## BEGIN SOURCE DATA
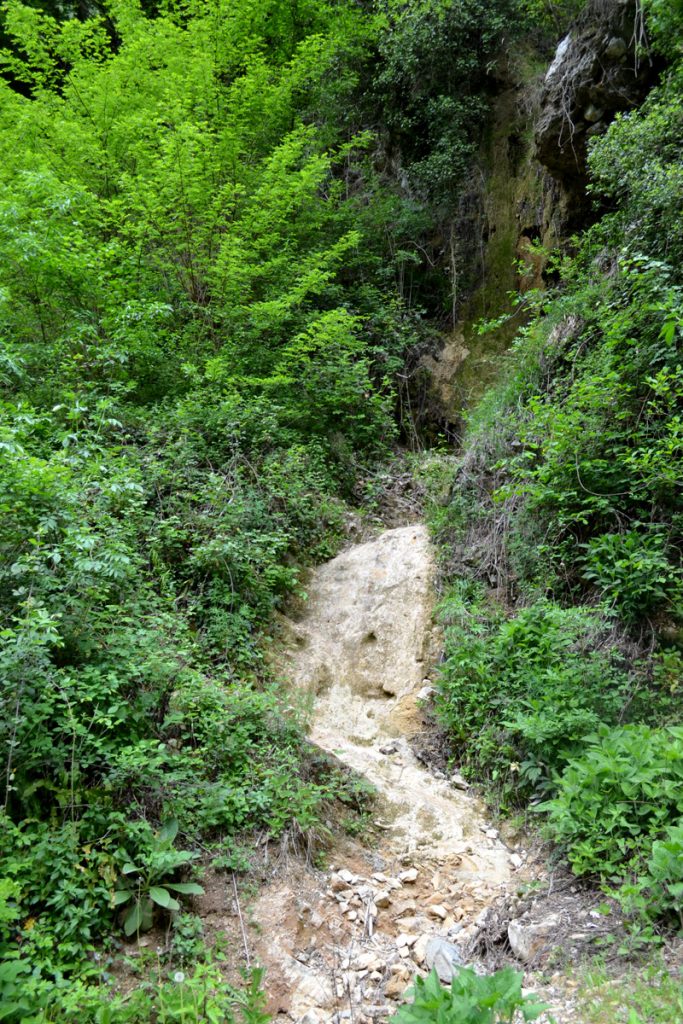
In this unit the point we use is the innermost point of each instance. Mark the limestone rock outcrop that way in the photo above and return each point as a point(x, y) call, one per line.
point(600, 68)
## END SOURCE DATA
## BEGIN SOURCE DATA
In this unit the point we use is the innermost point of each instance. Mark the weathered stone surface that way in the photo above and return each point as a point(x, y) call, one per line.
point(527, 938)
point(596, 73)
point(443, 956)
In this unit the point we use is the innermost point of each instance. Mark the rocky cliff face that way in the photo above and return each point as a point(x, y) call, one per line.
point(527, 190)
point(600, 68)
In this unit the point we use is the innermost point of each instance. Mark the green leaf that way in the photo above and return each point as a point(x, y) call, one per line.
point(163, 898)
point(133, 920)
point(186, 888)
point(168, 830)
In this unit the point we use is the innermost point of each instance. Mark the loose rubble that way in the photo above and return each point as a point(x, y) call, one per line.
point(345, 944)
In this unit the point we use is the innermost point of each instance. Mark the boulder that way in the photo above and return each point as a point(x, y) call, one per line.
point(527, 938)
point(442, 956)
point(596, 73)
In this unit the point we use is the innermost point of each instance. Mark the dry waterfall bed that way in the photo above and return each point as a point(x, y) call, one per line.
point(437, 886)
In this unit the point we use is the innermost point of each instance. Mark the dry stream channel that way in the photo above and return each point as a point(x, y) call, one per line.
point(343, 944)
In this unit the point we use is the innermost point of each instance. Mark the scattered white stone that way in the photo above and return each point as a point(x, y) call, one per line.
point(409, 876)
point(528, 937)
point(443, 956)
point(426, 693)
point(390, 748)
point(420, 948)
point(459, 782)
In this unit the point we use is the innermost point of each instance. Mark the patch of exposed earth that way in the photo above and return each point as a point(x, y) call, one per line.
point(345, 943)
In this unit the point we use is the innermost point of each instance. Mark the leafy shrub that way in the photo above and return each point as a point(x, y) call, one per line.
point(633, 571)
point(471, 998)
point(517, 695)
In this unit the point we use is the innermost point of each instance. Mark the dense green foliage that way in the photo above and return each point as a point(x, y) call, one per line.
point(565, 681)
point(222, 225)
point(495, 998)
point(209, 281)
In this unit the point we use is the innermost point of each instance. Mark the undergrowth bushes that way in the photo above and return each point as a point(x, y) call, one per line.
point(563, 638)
## END SOURCE DATA
## BEGIN SOURCE DATA
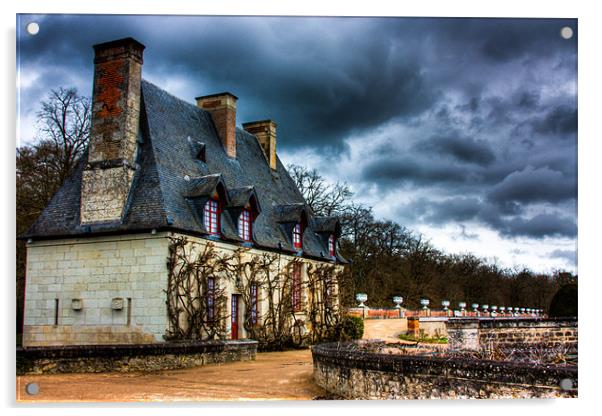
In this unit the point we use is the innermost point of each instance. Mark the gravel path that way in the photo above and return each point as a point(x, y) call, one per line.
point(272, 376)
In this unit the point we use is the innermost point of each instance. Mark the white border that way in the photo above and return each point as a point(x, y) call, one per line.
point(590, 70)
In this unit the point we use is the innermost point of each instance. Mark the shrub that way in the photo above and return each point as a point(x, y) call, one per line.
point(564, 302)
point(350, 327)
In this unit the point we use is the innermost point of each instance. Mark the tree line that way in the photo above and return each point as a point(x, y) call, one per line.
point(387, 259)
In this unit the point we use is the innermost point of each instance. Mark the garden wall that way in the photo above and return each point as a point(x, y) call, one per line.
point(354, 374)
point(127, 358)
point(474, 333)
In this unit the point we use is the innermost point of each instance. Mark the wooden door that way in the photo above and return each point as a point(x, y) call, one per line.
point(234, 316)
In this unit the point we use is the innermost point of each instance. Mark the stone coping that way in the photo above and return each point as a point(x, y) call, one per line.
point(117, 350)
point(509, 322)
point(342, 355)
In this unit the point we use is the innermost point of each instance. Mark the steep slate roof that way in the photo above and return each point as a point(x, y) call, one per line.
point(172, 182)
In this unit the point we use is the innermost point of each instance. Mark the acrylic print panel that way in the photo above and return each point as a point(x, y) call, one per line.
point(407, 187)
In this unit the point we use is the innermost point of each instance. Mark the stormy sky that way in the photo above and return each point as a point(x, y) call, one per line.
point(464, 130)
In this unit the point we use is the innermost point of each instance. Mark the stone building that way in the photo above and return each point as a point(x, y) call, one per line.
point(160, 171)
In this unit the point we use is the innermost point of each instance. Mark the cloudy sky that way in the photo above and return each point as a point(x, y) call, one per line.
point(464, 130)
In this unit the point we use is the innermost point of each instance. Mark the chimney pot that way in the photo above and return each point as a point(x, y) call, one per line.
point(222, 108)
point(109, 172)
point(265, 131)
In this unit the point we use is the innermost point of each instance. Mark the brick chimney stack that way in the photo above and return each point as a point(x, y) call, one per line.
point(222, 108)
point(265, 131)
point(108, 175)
## END SOURCE DATA
■ TASK GOAL
Give back only the part that opens with the line containing "Mark the leafy" and closes with the line containing "point(209, 281)", replacing "dense green foliage" with "thick green vegetation" and leaving everything else in those entries unchanged.

■ WRITTEN ANSWER
In this unit the point we use is the innermost point of each instance. Mark the leafy shrub that way in the photo above and return each point as a point(x, y) call, one per line.
point(633, 571)
point(471, 998)
point(517, 695)
In this unit the point we use is the innermost point of each instance. Mark the thick green vegetation that way in the photo above and return each point as a point(x, y) call, one per line.
point(565, 681)
point(222, 225)
point(495, 998)
point(209, 281)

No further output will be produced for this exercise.